(DATA PROVIDED)

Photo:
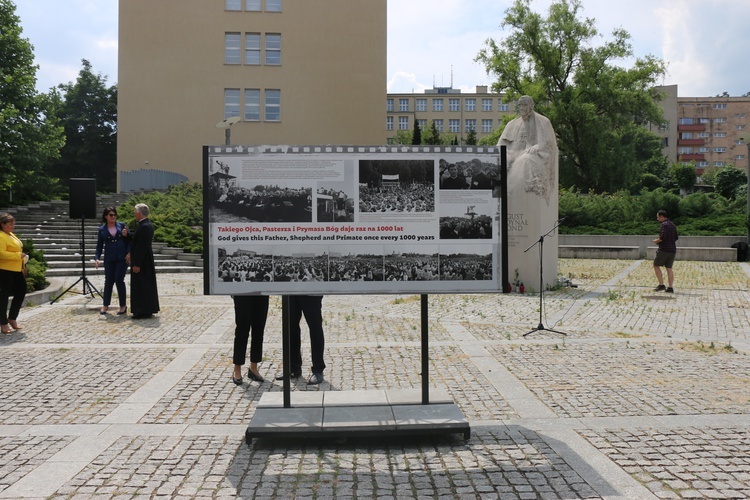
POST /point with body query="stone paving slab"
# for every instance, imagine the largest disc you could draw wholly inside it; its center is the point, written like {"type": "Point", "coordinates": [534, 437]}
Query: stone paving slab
{"type": "Point", "coordinates": [647, 397]}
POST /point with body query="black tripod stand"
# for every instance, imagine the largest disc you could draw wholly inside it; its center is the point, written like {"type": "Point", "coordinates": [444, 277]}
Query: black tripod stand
{"type": "Point", "coordinates": [88, 288]}
{"type": "Point", "coordinates": [540, 241]}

(End DATA PROVIDED)

Return each line from the records that includes the word "wholly".

# for every instance, imagine the largest disc you could draw wholly inside it; its center is the point, written like {"type": "Point", "coordinates": [534, 437]}
# for every instance, imagine the largest disc you could draw wholly inside it; its center is the point, written like {"type": "Point", "coordinates": [444, 277]}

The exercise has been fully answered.